Trecho de origem:

• • • • • • •

Foto: José Cruz/Agência Brasil
O ex-ministro da Fazenda Rubens Ricupero 25 de novembro de 2023 | 11:59
“Não tenho parceiros socialistas”, “a relação com o Mercosul é um estorvo” e “o bloco não vai para nenhum lado”. As ameaças do presidente eleito da Argentina, Javier Milei, de esfriar as relações com o presidente Luiz Inácio Lula da Silva (PT), a quem já chamou de comunista, colocam em xeque o futuro do Mercosul.
O bloco, que também reúne como sócios ativos Uruguai e Paraguai, e que tem um acordo pendente com a União Europeia, pode passar por um momento delicado a partir da posse do ultraliberal argentino.
Para o ex-ministro da Fazenda Rubens Ricupero, o bloco já vinha demonstrando sinais de crise há pelo menos duas décadas e só ainda não desapareceu por “inércia”.
“Nos primeiros anos, ele teve uma força fantástica, mas nunca conseguiu diversificar a área de serviços e de tecnologia, essa crise é profunda e talvez não exista uma solução”, diz ele, em entrevista ao jornal Folha de S.Paulo.
Para o ex-diplomata, apesar das incertezas causadas pela vitória de Milei no país vizinho e sua provável relação difícil com o Brasil, o anarcocapitalista deve enfrentar dificuldades políticas caso tente executar seus planos de campanha, e sua aliança com o ex-presidente Mauricio Macri deve limitar a sua plataforma de governo.
Independentemente das críticas de Milei, o Mercosul precisa ser reformado?
O Mercosul está em uma crise profunda há pelo menos 20 anos e que se agravou especialmente após o colapso argentino de 2001 [a crise do ‘corralito’]. Todos os governos que se sucedem no Brasil e lá anunciam a intenção de revitalizar o bloco e fazer com que ele entre em novas áreas, mas o Mercosul só ainda não desapareceu por ter a força de permanência da inércia.
Eu era ministro da Fazenda, em 1994, quando se optou claramente por essa fórmula de união aduaneira, é algo muito antigo e que sobrevive por ter criado interesses que são poderosos.
Nos primeiros anos, ele teve uma força fantástica, mas nunca conseguiu diversificar a área de serviços e de tecnologia, essa crise é profunda e talvez não exista uma solução.

• • • • • • •

Tarefas:
1 > Reproduza, do texto sobre o Mercosul, o trecho que vai de "O Mercosul está" até "que são poderosos.".
2 > Escreva a continuação do texto sobre o Mercosul, começando logo depois da última frase mostrada.
A listagem que vem em seguida provém de uma fonte diferente.

Dados fornecidos:
• • • • • • •

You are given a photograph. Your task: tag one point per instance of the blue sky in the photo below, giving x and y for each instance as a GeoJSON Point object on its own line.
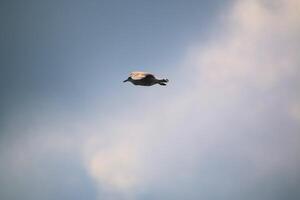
{"type": "Point", "coordinates": [226, 126]}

• • • • • • •

Respostas:
1 >
O Mercosul está em uma crise profunda há pelo menos 20 anos e que se agravou especialmente após o colapso argentino de 2001 [a crise do ‘corralito’]. Todos os governos que se sucedem no Brasil e lá anunciam a intenção de revitalizar o bloco e fazer com que ele entre em novas áreas, mas o Mercosul só ainda não desapareceu por ter a força de permanência da inércia.
Eu era ministro da Fazenda, em 1994, quando se optou claramente por essa fórmula de união aduaneira, é algo muito antigo e que sobrevive por ter criado interesses que são poderosos.

2 >
Tanto os conceitos do Mercosul quanto dos outros acordos de integração da América do Sul e da América Latina datam do começo dos anos 1960, época em que a expansão do tamanho do mercado local por meio da integração seria um instrumento para a industrialização.
Foi assim também no início do Mercado Comum Europeu. Hoje, na imensa maioria dos países latinos, a indústria perdeu o dinamismo.
Deixamos a industrialização de lado?
Fui encarregado do comércio na Embaixada do Brasil na Argentina nos anos 1960. Naquela época estávamos começando a integrar os produtos manufaturados e havia uma série de acordos setoriais, as empresas tinham fábricas no Brasil, na Argentina, no Chile, no México e acordavam entre si.
Quando cheguei a Buenos Aires, o Brasil vendida madeira de pinho, café, banana. Foi aí que começamos a comercializar máquinas.
Só que com o tempo, a América Latina perdeu esse horizonte da industrialização, mas os acordos ficaram presos nessa ideia, somos basicamente exportadores de commodities e é obvio que Brasil e Argentina não vão se integrar vendendo soja e milho um para o outro.
O que podemos esperar para o Mercosul nos próximos anos, com presidentes tão diferentes como Lula e Milei comandando os principais sócios?
Não vejo nem a possibilidade de uma revitalização nem a de um colapso.
Só neste ano, a Argentina já exportou para o Brasil mais de 120 mil veículos, geralmente SUVs, tudo regido pelo comércio administrado, com cotas. A venda de automóveis e autopeças tem um acordo específico renovado periodicamente e que fixa cotas, é o oposto do livre-comércio.
Se Milei for de fato alguém de pensamento neoliberal e tiver a intenção verdadeira de liberar as trocas, terá de abrir mão disso.
Só não dependemos mais de importação de carros da China por causa das tarifas, não por competitividade. O que sobrou da indústria argentina é nessas áreas, a Ford saiu do Brasil, mas está presente lá.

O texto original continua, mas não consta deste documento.